• [Instructions to follow]: Go through the lines below and copy each one that holds the string "after".

• [Data for the task]:
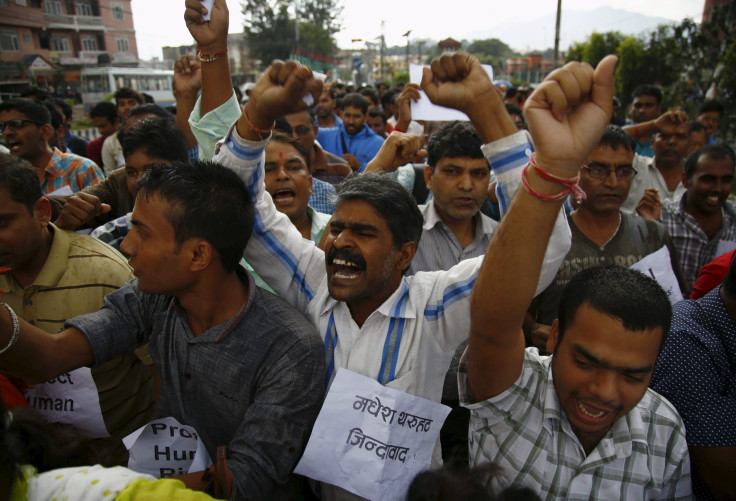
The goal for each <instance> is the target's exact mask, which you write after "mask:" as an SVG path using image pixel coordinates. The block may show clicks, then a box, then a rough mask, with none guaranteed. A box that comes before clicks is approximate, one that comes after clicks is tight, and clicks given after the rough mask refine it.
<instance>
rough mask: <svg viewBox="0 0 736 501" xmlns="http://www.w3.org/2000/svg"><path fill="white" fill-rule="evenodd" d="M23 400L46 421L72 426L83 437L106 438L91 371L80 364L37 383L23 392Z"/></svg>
mask: <svg viewBox="0 0 736 501" xmlns="http://www.w3.org/2000/svg"><path fill="white" fill-rule="evenodd" d="M26 400H28V403H29V404H31V407H33V408H34V409H36V410H37V411H39V412H40V413H41V414H43V415H44V416H45V417H46V420H47V421H49V422H50V423H64V424H70V425H73V426H75V427H76V428H77V429H79V431H80V432H81V433H82V435H83V436H84V437H86V438H106V437H109V436H110V434H109V433H108V432H107V428H105V421H104V420H103V419H102V411H101V410H100V398H99V396H98V395H97V386H96V385H95V382H94V380H93V379H92V371H90V370H89V368H88V367H82V368H81V369H76V370H73V371H71V372H67V373H64V374H61V375H60V376H58V377H55V378H54V379H51V380H50V381H46V382H45V383H42V384H37V385H35V386H34V387H33V388H31V389H30V390H29V391H28V392H26Z"/></svg>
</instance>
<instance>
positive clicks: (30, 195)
mask: <svg viewBox="0 0 736 501" xmlns="http://www.w3.org/2000/svg"><path fill="white" fill-rule="evenodd" d="M0 186H2V187H3V188H5V189H6V190H8V193H10V199H11V200H12V201H13V202H16V203H19V204H23V205H25V206H26V208H27V209H28V212H29V213H30V214H33V206H34V205H36V202H37V201H38V199H39V198H41V197H42V196H43V193H42V192H41V185H40V183H39V182H38V174H37V173H36V169H35V167H33V166H32V165H31V164H30V163H28V162H26V161H25V160H23V159H22V158H20V157H16V156H15V155H10V154H8V153H0Z"/></svg>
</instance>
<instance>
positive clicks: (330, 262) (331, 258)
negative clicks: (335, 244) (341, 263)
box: [327, 247, 366, 268]
mask: <svg viewBox="0 0 736 501" xmlns="http://www.w3.org/2000/svg"><path fill="white" fill-rule="evenodd" d="M338 258H340V259H342V260H344V261H349V262H352V263H355V264H356V265H358V266H359V267H361V268H365V267H366V264H365V259H363V256H361V255H360V253H358V252H354V251H350V250H347V249H337V248H335V247H333V248H332V249H330V252H328V253H327V263H328V264H332V263H333V262H334V261H335V259H338Z"/></svg>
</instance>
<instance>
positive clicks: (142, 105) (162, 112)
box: [128, 103, 176, 123]
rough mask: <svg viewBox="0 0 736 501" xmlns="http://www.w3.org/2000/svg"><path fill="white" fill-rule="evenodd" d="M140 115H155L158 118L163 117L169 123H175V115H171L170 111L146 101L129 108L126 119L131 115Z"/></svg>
mask: <svg viewBox="0 0 736 501" xmlns="http://www.w3.org/2000/svg"><path fill="white" fill-rule="evenodd" d="M140 115H156V116H157V117H159V118H165V119H166V120H168V121H169V122H171V123H176V117H175V116H174V115H172V114H171V112H170V111H168V110H166V109H165V108H162V107H161V106H159V105H157V104H150V103H146V104H141V105H139V106H136V107H135V108H133V109H132V110H130V115H128V120H130V118H131V117H137V116H140Z"/></svg>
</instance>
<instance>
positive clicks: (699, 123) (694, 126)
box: [688, 120, 708, 134]
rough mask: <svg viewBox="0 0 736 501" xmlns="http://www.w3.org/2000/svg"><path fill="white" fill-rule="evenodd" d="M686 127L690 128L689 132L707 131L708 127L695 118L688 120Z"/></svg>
mask: <svg viewBox="0 0 736 501" xmlns="http://www.w3.org/2000/svg"><path fill="white" fill-rule="evenodd" d="M688 129H690V134H692V133H693V132H701V131H702V132H707V131H708V127H706V126H705V124H704V123H703V122H698V121H697V120H690V122H689V123H688Z"/></svg>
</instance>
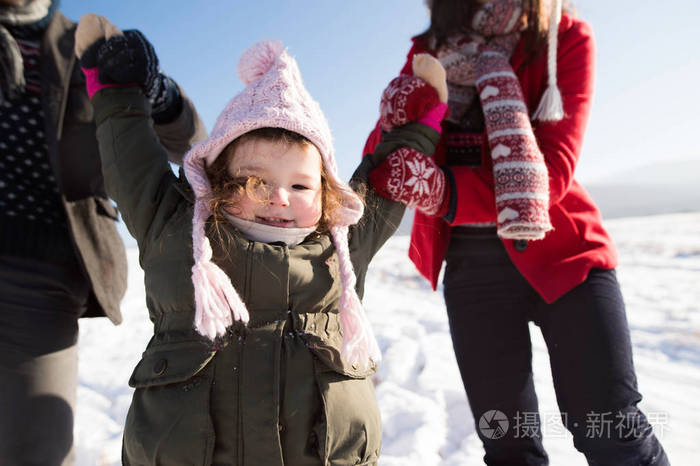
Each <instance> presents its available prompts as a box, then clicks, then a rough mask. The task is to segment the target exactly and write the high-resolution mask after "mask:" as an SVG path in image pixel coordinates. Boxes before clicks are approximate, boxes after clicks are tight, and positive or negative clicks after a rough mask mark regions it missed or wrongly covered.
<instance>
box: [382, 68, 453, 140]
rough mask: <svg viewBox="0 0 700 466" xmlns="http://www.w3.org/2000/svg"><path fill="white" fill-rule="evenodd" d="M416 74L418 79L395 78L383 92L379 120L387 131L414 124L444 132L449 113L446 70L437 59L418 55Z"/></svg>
mask: <svg viewBox="0 0 700 466" xmlns="http://www.w3.org/2000/svg"><path fill="white" fill-rule="evenodd" d="M413 73H414V75H415V76H409V75H407V74H402V75H400V76H398V77H396V78H394V79H393V80H392V81H391V82H390V83H389V85H388V86H387V87H386V89H384V92H382V98H381V101H380V103H379V121H380V123H381V125H382V129H383V130H384V131H387V132H388V131H391V130H392V128H394V127H396V126H402V125H405V124H406V123H409V122H411V121H417V122H420V123H424V124H427V125H429V126H431V127H432V128H433V129H435V130H437V131H440V122H441V121H442V119H443V117H444V116H445V113H446V112H447V104H446V102H447V84H446V81H445V70H444V68H443V67H442V65H441V64H440V62H439V61H437V59H436V58H435V57H432V56H430V55H428V54H418V55H416V56H415V57H414V60H413Z"/></svg>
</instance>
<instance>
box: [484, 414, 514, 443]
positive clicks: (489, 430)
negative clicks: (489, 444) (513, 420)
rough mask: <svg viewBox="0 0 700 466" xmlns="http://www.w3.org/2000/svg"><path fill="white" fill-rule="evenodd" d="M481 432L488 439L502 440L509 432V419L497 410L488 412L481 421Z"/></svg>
mask: <svg viewBox="0 0 700 466" xmlns="http://www.w3.org/2000/svg"><path fill="white" fill-rule="evenodd" d="M479 430H480V431H481V435H483V436H484V437H486V438H488V439H493V440H495V439H499V438H502V437H504V436H505V435H506V432H508V417H507V416H506V415H505V414H503V413H502V412H500V411H498V410H496V409H492V410H491V411H486V412H485V413H484V414H483V415H482V416H481V419H479Z"/></svg>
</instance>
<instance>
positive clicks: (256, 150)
mask: <svg viewBox="0 0 700 466" xmlns="http://www.w3.org/2000/svg"><path fill="white" fill-rule="evenodd" d="M228 174H229V176H230V177H232V178H241V177H249V176H254V177H256V178H258V179H260V180H262V184H263V188H262V189H261V191H263V192H260V193H256V194H257V195H256V196H255V197H256V198H255V199H252V198H250V197H249V196H248V194H247V193H246V194H245V195H244V197H243V198H242V199H240V200H237V201H236V202H235V206H234V207H230V208H228V211H229V213H231V214H232V215H235V216H236V217H238V218H242V219H244V220H249V221H253V222H257V223H264V224H267V225H273V226H276V227H283V228H306V227H312V226H315V225H316V224H318V221H319V220H320V218H321V212H322V203H321V199H322V192H323V190H322V185H321V154H320V153H319V152H318V149H316V147H315V146H314V145H313V144H305V145H301V144H285V143H282V142H270V141H266V140H264V139H251V140H246V141H243V142H241V144H239V145H238V146H237V147H236V149H235V152H234V154H233V157H232V160H231V161H230V162H229V166H228Z"/></svg>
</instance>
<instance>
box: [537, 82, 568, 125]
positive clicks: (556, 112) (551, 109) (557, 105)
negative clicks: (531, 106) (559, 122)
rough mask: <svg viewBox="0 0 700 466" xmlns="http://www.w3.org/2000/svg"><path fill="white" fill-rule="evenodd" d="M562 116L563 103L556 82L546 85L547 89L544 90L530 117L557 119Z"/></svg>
mask: <svg viewBox="0 0 700 466" xmlns="http://www.w3.org/2000/svg"><path fill="white" fill-rule="evenodd" d="M562 118H564V104H563V102H562V99H561V92H560V91H559V88H558V87H557V86H556V84H555V85H550V86H547V90H545V91H544V94H543V95H542V99H540V104H539V105H538V106H537V110H535V113H533V114H532V119H533V120H539V121H559V120H561V119H562Z"/></svg>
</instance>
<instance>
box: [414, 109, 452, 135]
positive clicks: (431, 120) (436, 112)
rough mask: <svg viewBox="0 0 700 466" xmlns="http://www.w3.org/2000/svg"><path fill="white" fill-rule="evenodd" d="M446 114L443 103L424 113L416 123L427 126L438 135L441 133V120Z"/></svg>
mask: <svg viewBox="0 0 700 466" xmlns="http://www.w3.org/2000/svg"><path fill="white" fill-rule="evenodd" d="M446 113H447V104H446V103H444V102H440V103H438V104H437V105H436V106H435V107H433V108H431V109H430V110H428V111H427V112H425V115H423V116H422V117H421V118H420V119H419V120H418V123H423V124H424V125H428V126H430V127H431V128H433V129H434V130H435V131H437V132H438V133H442V126H441V123H442V119H443V118H445V114H446Z"/></svg>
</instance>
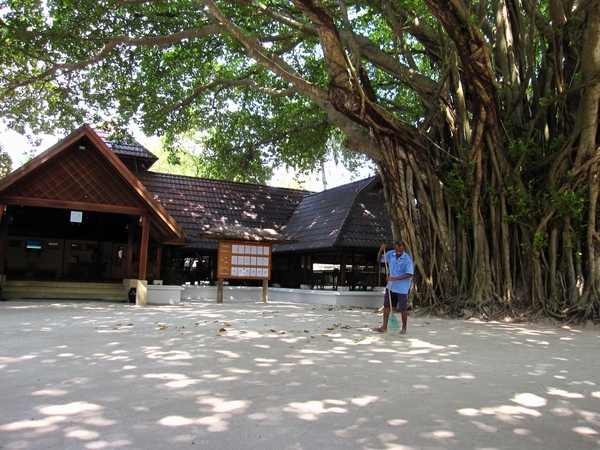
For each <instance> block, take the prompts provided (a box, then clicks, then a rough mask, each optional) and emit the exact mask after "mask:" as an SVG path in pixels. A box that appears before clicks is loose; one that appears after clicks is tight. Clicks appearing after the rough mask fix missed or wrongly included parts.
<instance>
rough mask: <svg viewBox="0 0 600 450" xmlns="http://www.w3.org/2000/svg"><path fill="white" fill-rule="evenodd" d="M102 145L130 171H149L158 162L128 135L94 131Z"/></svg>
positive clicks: (104, 131) (149, 152) (143, 148)
mask: <svg viewBox="0 0 600 450" xmlns="http://www.w3.org/2000/svg"><path fill="white" fill-rule="evenodd" d="M95 131H96V134H98V136H100V138H102V140H103V141H104V143H105V144H106V145H107V147H108V148H110V149H111V150H112V151H113V152H114V153H115V154H116V155H117V156H118V157H119V159H120V160H121V161H122V162H123V163H124V164H125V165H126V166H127V167H128V168H129V169H130V170H131V171H132V172H137V171H138V170H139V171H145V170H148V169H150V167H152V165H153V164H154V163H155V162H156V161H158V158H157V157H156V155H154V154H153V153H152V152H150V151H149V150H148V149H147V148H146V147H144V146H143V145H142V144H140V143H139V142H137V141H136V140H135V139H134V138H133V137H131V136H129V135H124V134H122V135H119V134H117V135H115V134H111V133H110V132H108V131H104V130H95Z"/></svg>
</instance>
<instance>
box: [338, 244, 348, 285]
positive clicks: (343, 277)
mask: <svg viewBox="0 0 600 450" xmlns="http://www.w3.org/2000/svg"><path fill="white" fill-rule="evenodd" d="M344 286H346V252H345V251H344V250H342V255H341V257H340V279H339V280H338V291H341V290H342V289H341V288H343V287H344Z"/></svg>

• [Output below]:
The goal for each <instance> is the target's exact mask, which you write after "mask:" as an SVG path using image pixel coordinates. The block may show clicks, then a box, then a rough mask, with none guaranteed. A box that comes before clicks is approximate, one that comes after clicks is tight, and clicks given after the rough mask refine it.
Each <instance> presents its available prompts as a box, then clicks, then a rough mask. The task is to segment the target exactly and write the high-resolution mask after "mask:" as an SVG path in image pixel coordinates. Boxes before clicks are approximate, boxes after clicks are tight, and positive or negative clicks after a rough mask mark regions it missed or wrongly covered.
For each <instance> block, take the prompts provided (a box, then clicks, then a rough mask, each optional) and emit the exact mask after "mask:" as an SVG path in pixels. A box that appears before clicks is loose; one that appears after clicks is tight. Clicks appearing after the rough mask fix missed or wrongly included parts.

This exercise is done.